» **GOAL A**:
Tally the lines of the listing that contain the string "distant", treating case as significant. Give only the number.

The break in the pressure hose that caused the troublesome space station air leak was caused by crew members, Russian space experts say.
In a February 2001 photo, space station astronaut Sergei Krikalev peers out the Destiny module's optical-quality window. The U-shaped "flex hose" is visible above his head.
In a February 2001 photo, space station astronaut Sergei Krikalev peers out the Destiny module's optical-quality window. The U-shaped "flex hose" is visible above his head. NASA

The break in the pressure hose that resulted in the troublesome space station air leak was unknowingly caused over time by crew members, Russian space experts said Thursday.

NASA officials in Houston concur with that theory. Another seemingly minor error in a procedure has rendered the U.S.-built Destiny laboratory module’s main window — the best optical window ever installed in any human space vehicle — inoperative for the time being, at least until a replacement hose can be sent into space.

For two weeks, astronaut Michael Foale and cosmonaut Alexander Kaleri had searched for something wrong in the valves, windows, seals, or hull of their orbital outpost. Air was seeping out at more than five times the normal rate. Although there was no imminent threat to their health or to the station’s functioning, the small leak was a worrisome anomaly that had to be solved.

Records from a point-labeling set:
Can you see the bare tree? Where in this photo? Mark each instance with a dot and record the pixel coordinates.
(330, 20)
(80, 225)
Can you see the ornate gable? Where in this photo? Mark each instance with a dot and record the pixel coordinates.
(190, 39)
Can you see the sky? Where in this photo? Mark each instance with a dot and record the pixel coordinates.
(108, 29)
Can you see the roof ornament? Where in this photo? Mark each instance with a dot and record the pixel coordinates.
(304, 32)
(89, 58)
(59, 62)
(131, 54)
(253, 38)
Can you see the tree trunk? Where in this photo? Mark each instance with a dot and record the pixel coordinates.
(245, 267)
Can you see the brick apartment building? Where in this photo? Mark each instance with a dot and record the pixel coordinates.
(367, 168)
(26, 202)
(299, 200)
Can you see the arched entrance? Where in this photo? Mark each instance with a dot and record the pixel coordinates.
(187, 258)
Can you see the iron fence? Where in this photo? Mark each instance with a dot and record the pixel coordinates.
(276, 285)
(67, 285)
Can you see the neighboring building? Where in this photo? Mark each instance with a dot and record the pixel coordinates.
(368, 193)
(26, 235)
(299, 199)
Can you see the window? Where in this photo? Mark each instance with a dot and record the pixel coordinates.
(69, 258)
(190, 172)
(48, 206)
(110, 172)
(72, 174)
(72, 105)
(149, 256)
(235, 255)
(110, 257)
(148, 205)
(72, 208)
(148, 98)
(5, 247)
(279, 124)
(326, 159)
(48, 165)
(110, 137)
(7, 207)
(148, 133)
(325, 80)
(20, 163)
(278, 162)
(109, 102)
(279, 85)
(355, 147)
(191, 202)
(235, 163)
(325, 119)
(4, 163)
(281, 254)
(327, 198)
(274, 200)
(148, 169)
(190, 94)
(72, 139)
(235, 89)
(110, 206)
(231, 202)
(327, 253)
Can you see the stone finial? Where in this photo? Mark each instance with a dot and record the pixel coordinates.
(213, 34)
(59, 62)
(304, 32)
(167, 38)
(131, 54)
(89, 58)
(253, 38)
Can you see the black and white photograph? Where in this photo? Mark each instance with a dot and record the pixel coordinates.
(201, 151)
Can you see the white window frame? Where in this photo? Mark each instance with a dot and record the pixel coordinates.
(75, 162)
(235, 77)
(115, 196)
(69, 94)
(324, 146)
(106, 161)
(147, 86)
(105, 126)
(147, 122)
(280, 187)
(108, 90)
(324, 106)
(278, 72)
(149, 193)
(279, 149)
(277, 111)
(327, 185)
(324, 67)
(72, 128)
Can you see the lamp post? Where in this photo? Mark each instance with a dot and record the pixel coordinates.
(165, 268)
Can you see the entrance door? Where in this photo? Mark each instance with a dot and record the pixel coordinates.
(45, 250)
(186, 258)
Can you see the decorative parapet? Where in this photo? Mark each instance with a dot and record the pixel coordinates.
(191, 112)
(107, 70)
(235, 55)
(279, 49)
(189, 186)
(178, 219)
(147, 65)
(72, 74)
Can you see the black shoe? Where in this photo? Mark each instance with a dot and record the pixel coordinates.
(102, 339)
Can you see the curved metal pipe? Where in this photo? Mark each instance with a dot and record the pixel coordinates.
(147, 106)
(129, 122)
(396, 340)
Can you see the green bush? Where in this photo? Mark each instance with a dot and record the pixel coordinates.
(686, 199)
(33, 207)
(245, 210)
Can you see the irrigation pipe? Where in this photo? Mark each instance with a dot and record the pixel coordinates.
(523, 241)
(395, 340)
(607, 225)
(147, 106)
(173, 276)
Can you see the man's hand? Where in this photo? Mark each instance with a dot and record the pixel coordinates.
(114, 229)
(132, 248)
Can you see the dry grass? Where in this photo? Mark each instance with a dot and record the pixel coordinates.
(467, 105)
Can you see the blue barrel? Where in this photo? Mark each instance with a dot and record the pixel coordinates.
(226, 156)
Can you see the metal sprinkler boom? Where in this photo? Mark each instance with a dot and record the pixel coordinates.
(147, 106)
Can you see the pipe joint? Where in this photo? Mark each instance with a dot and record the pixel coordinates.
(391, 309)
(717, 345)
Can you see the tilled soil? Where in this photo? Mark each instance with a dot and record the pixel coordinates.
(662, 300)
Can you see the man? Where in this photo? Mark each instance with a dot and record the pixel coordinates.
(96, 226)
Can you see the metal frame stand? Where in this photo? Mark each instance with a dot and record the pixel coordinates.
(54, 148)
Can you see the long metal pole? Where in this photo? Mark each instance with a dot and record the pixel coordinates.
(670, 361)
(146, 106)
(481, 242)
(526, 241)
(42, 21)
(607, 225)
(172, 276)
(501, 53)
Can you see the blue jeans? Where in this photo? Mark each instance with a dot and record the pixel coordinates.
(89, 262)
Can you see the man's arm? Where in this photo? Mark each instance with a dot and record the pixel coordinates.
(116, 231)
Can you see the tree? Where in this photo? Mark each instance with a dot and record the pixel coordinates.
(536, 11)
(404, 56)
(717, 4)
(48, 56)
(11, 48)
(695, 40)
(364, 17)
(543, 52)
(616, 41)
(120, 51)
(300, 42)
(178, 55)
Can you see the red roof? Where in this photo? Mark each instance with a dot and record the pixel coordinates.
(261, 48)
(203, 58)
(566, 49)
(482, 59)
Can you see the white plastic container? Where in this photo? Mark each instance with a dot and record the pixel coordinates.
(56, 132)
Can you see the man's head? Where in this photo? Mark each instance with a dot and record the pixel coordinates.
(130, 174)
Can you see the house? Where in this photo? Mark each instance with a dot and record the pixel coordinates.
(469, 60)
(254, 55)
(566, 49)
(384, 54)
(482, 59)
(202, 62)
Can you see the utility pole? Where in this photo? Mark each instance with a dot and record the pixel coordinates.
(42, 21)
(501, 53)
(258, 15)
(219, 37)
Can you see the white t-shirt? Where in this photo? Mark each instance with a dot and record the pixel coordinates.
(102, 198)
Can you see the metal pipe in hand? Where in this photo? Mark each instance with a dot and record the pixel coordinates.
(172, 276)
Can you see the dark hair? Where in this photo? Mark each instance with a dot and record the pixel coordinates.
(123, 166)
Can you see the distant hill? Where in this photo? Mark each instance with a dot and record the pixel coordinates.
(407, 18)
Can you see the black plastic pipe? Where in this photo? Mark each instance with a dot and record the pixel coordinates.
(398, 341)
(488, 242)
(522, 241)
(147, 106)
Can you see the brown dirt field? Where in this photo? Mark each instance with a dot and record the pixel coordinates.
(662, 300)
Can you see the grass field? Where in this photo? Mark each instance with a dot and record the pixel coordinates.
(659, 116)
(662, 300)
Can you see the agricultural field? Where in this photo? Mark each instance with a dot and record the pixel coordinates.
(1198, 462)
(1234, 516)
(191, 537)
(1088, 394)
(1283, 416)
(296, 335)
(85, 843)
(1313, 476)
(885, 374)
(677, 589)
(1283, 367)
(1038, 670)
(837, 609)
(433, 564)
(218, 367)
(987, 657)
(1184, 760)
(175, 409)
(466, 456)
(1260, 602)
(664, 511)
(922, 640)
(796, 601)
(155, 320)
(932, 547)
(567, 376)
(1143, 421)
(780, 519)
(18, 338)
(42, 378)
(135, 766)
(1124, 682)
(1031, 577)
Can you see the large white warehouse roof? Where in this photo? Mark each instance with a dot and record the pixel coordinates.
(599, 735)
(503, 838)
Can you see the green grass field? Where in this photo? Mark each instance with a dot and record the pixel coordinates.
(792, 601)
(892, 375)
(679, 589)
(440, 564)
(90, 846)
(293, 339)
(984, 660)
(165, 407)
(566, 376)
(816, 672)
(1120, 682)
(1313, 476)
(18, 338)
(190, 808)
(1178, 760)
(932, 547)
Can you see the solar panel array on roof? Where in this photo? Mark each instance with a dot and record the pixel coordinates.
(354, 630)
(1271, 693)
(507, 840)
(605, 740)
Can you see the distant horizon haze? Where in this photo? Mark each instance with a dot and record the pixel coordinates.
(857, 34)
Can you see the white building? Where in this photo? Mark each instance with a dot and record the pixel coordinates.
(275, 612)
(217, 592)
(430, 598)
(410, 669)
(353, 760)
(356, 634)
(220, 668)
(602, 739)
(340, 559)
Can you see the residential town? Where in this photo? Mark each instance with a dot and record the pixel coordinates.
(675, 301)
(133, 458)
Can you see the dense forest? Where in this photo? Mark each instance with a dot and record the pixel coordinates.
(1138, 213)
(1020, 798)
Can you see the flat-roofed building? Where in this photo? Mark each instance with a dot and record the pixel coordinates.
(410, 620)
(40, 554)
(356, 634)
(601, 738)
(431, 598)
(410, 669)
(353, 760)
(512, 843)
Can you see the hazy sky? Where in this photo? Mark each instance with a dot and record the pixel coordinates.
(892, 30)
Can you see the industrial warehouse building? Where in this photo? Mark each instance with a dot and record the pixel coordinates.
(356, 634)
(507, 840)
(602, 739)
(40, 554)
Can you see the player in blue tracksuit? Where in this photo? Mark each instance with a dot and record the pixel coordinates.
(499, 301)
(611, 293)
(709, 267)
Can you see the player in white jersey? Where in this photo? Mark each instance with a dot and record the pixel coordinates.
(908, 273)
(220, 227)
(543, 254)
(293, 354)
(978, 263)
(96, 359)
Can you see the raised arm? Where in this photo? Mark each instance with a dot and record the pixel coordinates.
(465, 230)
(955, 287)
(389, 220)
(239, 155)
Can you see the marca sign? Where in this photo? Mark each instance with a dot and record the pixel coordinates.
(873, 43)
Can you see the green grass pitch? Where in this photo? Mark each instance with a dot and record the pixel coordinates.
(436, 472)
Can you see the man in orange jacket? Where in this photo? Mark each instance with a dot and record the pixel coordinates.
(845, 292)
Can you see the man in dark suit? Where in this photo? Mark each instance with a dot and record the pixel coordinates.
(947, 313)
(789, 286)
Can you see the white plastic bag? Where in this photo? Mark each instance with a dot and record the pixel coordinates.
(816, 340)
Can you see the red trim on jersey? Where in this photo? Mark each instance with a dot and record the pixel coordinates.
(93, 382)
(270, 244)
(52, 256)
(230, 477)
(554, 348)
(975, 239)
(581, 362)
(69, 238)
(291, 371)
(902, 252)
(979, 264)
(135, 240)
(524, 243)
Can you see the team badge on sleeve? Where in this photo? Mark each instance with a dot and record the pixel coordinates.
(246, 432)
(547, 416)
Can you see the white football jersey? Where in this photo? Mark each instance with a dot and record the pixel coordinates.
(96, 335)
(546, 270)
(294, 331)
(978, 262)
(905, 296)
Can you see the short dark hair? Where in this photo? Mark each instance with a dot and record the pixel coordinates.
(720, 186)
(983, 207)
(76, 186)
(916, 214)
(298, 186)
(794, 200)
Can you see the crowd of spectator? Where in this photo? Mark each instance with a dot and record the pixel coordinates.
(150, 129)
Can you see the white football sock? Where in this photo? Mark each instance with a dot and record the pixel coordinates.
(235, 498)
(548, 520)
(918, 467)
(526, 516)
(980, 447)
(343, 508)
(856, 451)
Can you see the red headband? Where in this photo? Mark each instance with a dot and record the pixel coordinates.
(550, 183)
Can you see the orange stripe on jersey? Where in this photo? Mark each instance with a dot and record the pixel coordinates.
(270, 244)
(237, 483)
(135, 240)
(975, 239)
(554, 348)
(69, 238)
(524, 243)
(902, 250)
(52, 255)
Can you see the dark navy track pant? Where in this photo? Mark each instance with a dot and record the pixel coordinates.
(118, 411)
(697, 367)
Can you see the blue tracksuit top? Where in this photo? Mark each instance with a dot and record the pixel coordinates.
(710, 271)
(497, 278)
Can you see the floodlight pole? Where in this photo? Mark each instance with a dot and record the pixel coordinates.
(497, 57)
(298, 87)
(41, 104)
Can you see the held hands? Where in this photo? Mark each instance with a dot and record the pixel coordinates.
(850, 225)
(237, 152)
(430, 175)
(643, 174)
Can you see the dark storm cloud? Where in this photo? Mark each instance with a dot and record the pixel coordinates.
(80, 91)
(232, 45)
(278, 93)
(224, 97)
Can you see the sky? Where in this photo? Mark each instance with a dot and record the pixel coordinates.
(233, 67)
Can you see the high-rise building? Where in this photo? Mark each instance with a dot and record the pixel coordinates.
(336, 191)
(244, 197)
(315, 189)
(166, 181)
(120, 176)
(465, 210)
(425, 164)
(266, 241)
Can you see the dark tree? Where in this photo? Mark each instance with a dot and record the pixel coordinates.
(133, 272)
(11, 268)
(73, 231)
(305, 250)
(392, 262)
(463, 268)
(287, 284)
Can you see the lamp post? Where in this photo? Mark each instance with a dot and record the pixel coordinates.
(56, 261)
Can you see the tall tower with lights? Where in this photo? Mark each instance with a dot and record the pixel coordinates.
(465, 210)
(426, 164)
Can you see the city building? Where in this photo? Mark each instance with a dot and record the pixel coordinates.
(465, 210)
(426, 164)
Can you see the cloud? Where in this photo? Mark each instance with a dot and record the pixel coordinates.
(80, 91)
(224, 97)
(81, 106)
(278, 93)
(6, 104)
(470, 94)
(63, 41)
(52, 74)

» **GOAL B**:
Using the text on the space station air leak, decide whether each statement agrees with it: (i) Russian space experts said crew members caused the break in the pressure hose. (ii) NASA officials in Houston reject that theory. (iii) Air was escaping at more than ten times the normal rate. Answer yes or no for each, quoting the deciding words.

» **COMPLETE RESPONSE A**:
2

» **COMPLETE RESPONSE B**:
(i) Yes: "was unknowingly caused over time by crew members, Russian space experts said Thursday."
(ii) No: "NASA officials in Houston concur with that theory."
(iii) No: "Air was seeping out at more than five times the normal rate."